→ USING THE INFORMATION:
1. In the Civil War diary excerpts, why did the friends of civil administration in Norfolk not vote on whether the inhabitants would be governed by martial law?
2. List every person whose name appears in the Civil War diary excerpts.
3. Translate this sentence from the Civil War diary excerpts into Spanish: "While Butler has talents and capacity, he is not to be trusted."
== PAGE EXCERPT ==
There are fires occurring now every night; and several buildings have been burned in the immediate vicinity of the War Department. These are attributed to incendiary Yankees, and the guard at the public offices has been doubled.
Mrs. Seddon, wife of the Secretary of War, resolved not to lose more wine by the visits of the Federal raiders, sent to auction last week twelve demijohns, which brought her $6000–$500 a demijohn.
SOURCE: John Beauchamp Jones, A Rebel War Clerk's Diary at the Confederate States Capital, Volume 2, p. 174
It has rained almost constantly for the past week, and when it rains here in Dixie it is no drizzle, but comes down a perfect waterfall, sometimes for twelve hours together, accompanied with lightning and thunder of the grandest description. There is a grandeur in one of these storms at night, when in the woods among the tall pines, far away from the camp on picket, that no person can form much of an idea of unless they have been there to witness it. On such a night the solitude is awfully impressive, the picket stands concealed behind a tree in the drenching rain, solitary and alone, absorbed only in his own reflections and looking out for the lurking foe. The vivid lightning with almost continuous flashes illumines the grand old woods, while peal after peal of deafening thunder breaks, rolls and rumbles athwart the sky, sending back its echoes, as though an hundred batteries filled the air. Although there is a grandeur beyond description on such a night, there are very few of the boys, however, who care enough about witnessing it to be very anxious about going. But it has got to be done, and somebody has got it to do, so after the detail is made, they go off cheerfully, consoling themselves with the thought that they can have all the whiskey they want when they get back the next morning.
SOURCE: David L. Day, My Diary of Rambles with the 25th Mass. Volunteer Infantry, p. 60
At the Cabinet-meeting to-day, the President brought forward specially the riot in Coles County, Illinois, and the controversy between Governor Peirpoint and General Butler, with especial reference in the latter case to affairs at Norfolk, where the military authorities have submitted a vote to the inhabitants whether they will be governed by martial law. Of course the friends of civil administration, who denied the validity of the whole proceeding, would not vote, and the military had it all as they pleased. This exhibition of popular sovereignty destroying itself pleases Butler. He claims to have found large quantities of whiskey, which he seized and sold. But all the whiskey in Norfolk is there under permits issued by himself. While Butler has talents and capacity, he is not to be trusted. The more I see of him, the greater is my distrust of his integrity. All whiskey carried to Norfolk is in violation of the blockade.
===
== DATA LISTING ==
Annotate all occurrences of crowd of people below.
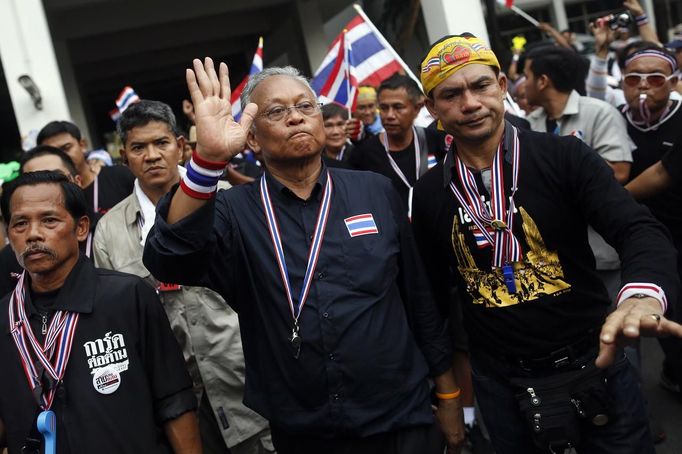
[0,0,682,454]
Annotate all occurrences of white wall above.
[0,0,70,140]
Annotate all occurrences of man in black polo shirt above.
[144,58,464,454]
[621,44,682,396]
[412,34,682,454]
[0,171,201,454]
[36,121,135,214]
[348,74,446,209]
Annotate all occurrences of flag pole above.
[509,5,540,27]
[353,3,422,87]
[343,28,353,112]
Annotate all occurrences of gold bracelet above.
[436,388,462,400]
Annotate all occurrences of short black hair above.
[322,102,348,121]
[116,99,178,147]
[36,121,82,145]
[616,41,664,69]
[0,170,88,225]
[526,46,589,93]
[19,145,78,177]
[377,73,424,104]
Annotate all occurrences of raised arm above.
[166,57,258,224]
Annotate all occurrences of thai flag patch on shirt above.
[426,154,438,169]
[343,213,379,238]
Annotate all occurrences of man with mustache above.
[0,171,201,454]
[144,58,464,454]
[94,100,272,454]
[0,145,99,295]
[349,74,446,210]
[412,33,682,454]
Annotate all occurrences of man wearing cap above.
[143,58,463,454]
[621,45,682,395]
[412,34,682,454]
[347,85,384,140]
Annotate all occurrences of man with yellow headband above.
[412,34,682,454]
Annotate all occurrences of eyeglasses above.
[260,101,322,122]
[623,73,677,87]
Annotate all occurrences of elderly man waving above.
[144,58,463,453]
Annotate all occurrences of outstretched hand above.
[186,57,258,162]
[596,298,682,368]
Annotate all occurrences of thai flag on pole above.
[311,5,412,105]
[343,213,379,238]
[230,36,263,121]
[116,86,140,114]
[318,30,358,110]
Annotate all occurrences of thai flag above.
[230,36,263,121]
[311,14,404,105]
[116,86,140,114]
[343,213,379,238]
[318,31,358,110]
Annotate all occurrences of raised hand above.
[596,298,682,368]
[186,57,258,162]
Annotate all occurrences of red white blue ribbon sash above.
[381,126,421,189]
[9,271,79,410]
[450,127,522,268]
[260,173,332,326]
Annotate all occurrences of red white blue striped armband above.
[180,151,227,200]
[616,282,668,314]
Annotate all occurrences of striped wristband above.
[616,282,668,314]
[180,151,227,200]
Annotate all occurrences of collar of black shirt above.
[443,120,521,187]
[7,255,97,333]
[264,158,329,202]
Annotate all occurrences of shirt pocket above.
[341,215,400,296]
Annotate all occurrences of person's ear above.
[76,216,90,241]
[246,126,261,153]
[175,136,186,162]
[424,96,440,120]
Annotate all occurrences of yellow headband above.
[420,35,500,95]
[357,87,377,102]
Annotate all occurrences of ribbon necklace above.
[260,173,332,359]
[450,127,523,293]
[9,271,79,413]
[381,126,421,189]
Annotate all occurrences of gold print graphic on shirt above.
[452,207,571,307]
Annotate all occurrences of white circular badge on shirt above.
[92,367,121,394]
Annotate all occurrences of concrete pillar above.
[642,0,652,34]
[551,0,568,31]
[296,0,329,74]
[421,0,490,44]
[0,0,70,136]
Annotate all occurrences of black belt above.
[486,330,599,372]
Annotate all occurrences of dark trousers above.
[271,422,445,454]
[471,353,655,454]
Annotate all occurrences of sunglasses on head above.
[623,73,676,87]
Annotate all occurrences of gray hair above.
[116,99,178,146]
[240,66,317,111]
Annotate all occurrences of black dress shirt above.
[144,166,451,437]
[0,256,197,454]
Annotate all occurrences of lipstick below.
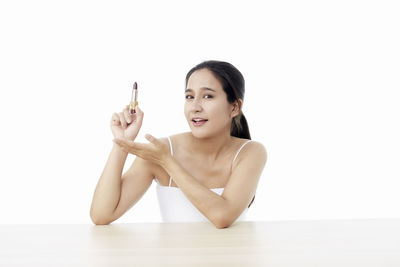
[129,82,138,115]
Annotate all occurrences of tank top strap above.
[168,136,174,186]
[232,140,251,164]
[168,136,174,156]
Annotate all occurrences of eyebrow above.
[185,87,217,93]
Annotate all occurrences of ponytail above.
[231,111,251,139]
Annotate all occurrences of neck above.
[190,131,232,160]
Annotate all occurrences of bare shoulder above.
[235,139,267,169]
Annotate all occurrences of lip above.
[191,117,208,127]
[191,117,208,121]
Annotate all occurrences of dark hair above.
[185,60,251,139]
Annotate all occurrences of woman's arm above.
[90,145,153,225]
[162,142,267,228]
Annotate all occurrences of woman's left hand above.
[113,134,171,166]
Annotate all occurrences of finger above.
[111,113,121,126]
[123,108,135,124]
[118,112,127,129]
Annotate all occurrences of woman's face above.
[185,69,239,138]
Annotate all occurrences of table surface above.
[0,218,400,267]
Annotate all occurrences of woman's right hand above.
[111,105,144,141]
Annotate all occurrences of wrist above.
[112,143,128,157]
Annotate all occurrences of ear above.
[231,98,243,118]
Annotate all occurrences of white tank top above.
[155,136,251,222]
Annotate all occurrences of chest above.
[157,155,231,188]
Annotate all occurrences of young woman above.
[90,61,267,228]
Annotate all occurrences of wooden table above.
[0,219,400,267]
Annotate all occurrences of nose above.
[191,98,203,112]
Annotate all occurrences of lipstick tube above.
[129,82,138,115]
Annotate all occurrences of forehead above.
[186,69,222,91]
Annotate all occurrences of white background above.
[0,0,400,223]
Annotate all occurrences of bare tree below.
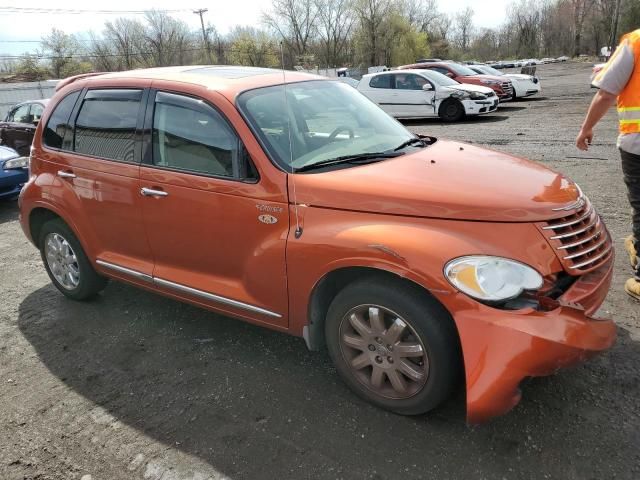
[262,0,318,55]
[41,28,80,78]
[455,7,473,52]
[354,0,392,65]
[316,0,355,66]
[569,0,594,57]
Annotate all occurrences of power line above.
[0,7,192,15]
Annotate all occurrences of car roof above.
[81,65,329,100]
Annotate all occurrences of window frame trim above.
[40,88,86,153]
[140,87,260,184]
[66,86,150,165]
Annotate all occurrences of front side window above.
[74,90,142,162]
[8,104,31,123]
[42,91,80,148]
[153,92,241,177]
[238,80,414,172]
[395,73,427,90]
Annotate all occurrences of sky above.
[0,0,509,55]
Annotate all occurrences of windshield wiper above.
[393,135,436,152]
[294,152,404,172]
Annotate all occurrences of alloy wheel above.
[339,305,429,400]
[44,233,80,290]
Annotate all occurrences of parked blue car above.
[0,145,29,200]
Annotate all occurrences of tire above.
[325,279,462,415]
[38,219,107,300]
[438,100,466,122]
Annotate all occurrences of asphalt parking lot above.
[0,63,640,480]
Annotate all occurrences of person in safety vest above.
[576,29,640,300]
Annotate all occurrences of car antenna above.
[280,41,302,238]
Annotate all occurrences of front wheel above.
[438,100,465,122]
[39,219,107,300]
[325,280,460,415]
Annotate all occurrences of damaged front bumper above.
[448,258,616,423]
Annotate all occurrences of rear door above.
[393,73,436,117]
[140,86,289,326]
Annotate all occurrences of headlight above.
[3,157,29,170]
[444,255,543,302]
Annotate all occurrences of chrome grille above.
[538,197,613,275]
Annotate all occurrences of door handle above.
[140,187,169,197]
[58,170,76,178]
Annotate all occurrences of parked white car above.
[358,70,500,122]
[469,65,542,98]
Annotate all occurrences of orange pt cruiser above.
[20,66,615,422]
===
→ PROBLEM SOLUTIONS:
1. They denied the validity of the whole proceeding, so they would not vote. As a result, the military had the vote all as it pleased.

2.
- Mrs. Seddon
- John Beauchamp Jones
- David L. Day
- Governor Peirpoint
- General Butler

3. Aunque Butler tiene talento y capacidad, no es de fiar.